Imaginaos un páramo nevado eterno. Un frío tan penetrante que os paraliza. Las pocas fuerzas que os quedan las usáis para intentar salir de ese infierno en el que cada vez sentís menos, pero no hay forma de dejar atrás el frío, el silencio. Cuanto más tiempo pasa, más difícil es avanzar... Y empieza a dar igual, porque estáis dejando de sentir.
Las enfermedades mentales suelen funcionar así, sobre todo la depresión. Desde luego, uno no sale solo de ese desierto blanco donde no parece existir pasado ni, sobre todo, futuro. La prisa de Sika por encontrar a su familia y enseñarle el camino de vuelta a la vida, al tiempo presente, está plenamente justificada.
No es fácil el camino del cuidador, del familiar de un enfermo mental. Acompañar a un ser querido a través de ese vacío nevado implica que él también ha de meterse, al menos un poco, en la nieve. Entender, empatizar. Y eso es horrible. Desgasta, destroza, lleva a veces a pensar que no puedes hacer nada por quien quieres, que todo es inútil.
Ahí es donde entra Kami en esta historia: al acompañar a Sika, cuida al cuidador. Un cuidador solo tiene una cantidad de papeletas abrumadora para acabar quemado, agotado. Si Kami no mira atrás durante la travesía, con sus colas extendidas como un abanico, es para no ver ni dejarse embaucar por esa posibilidad de que salga todo mal; de que, en realidad, toda la energía que están poniendo en salir de allí no sirva. No es la perspectiva que saca a nadie del pozo.
Al final de la historia, aunque Kami haya desarrollado una sexta cola, parte de su pelaje se ha vuelto gris. No se sale indemne de una experiencia vital semejante. En el mejor de los casos, consigues ser más sabio; normalmente es un conocimiento muy poco agradable.

ÍTEMS EXTRAÍDOS =

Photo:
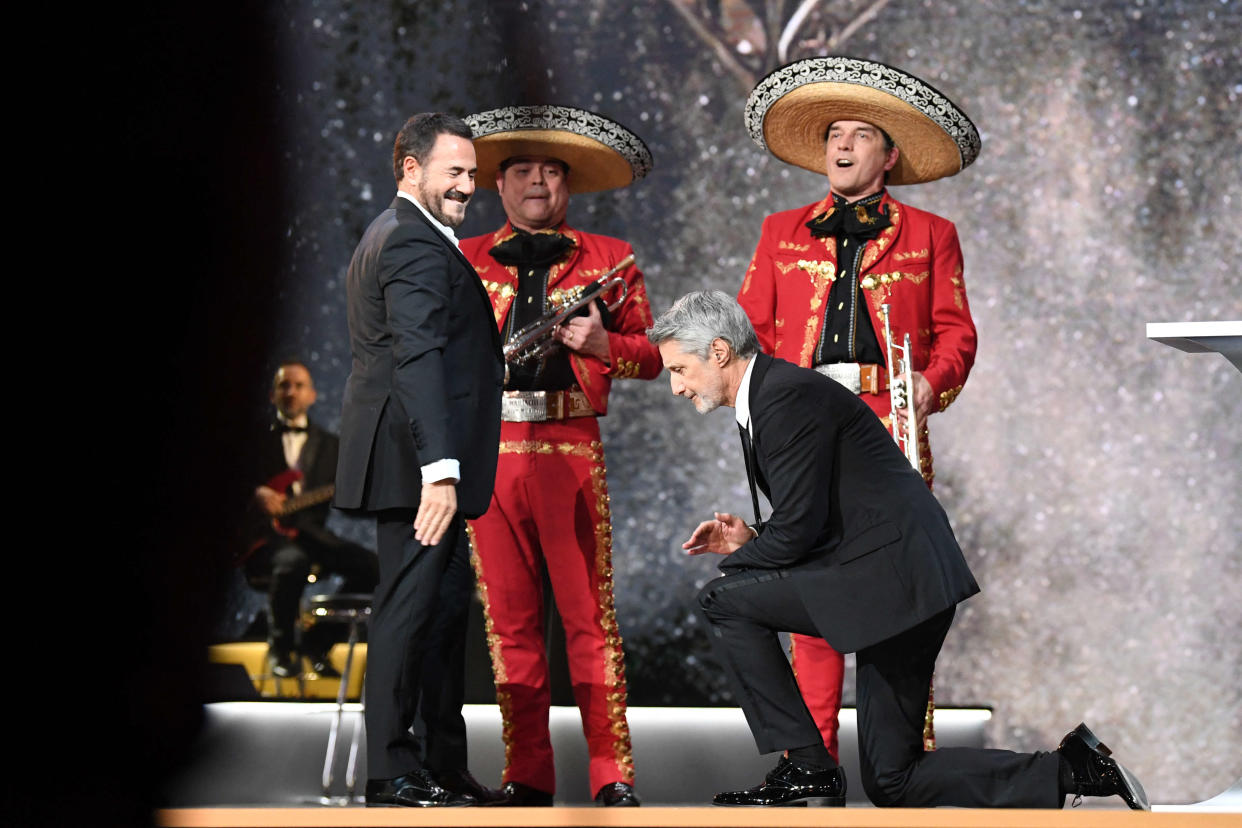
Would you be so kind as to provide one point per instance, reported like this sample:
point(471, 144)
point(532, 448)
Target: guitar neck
point(307, 499)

EJERCICIO =
Copia de nuevo el texto desde "Las enfermedades mentales" hasta "todo es inútil.", ambos incluidos, y cambia "depresión" por "tristeza".

RESPUESTA =
Las enfermedades mentales suelen funcionar así, sobre todo la tristeza. Desde luego, uno no sale solo de ese desierto blanco donde no parece existir pasado ni, sobre todo, futuro. La prisa de Sika por encontrar a su familia y enseñarle el camino de vuelta a la vida, al tiempo presente, está plenamente justificada.
No es fácil el camino del cuidador, del familiar de un enfermo mental. Acompañar a un ser querido a través de ese vacío nevado implica que él también ha de meterse, al menos un poco, en la nieve. Entender, empatizar. Y eso es horrible. Desgasta, destroza, lleva a veces a pensar que no puedes hacer nada por quien quieres, que todo es inútil.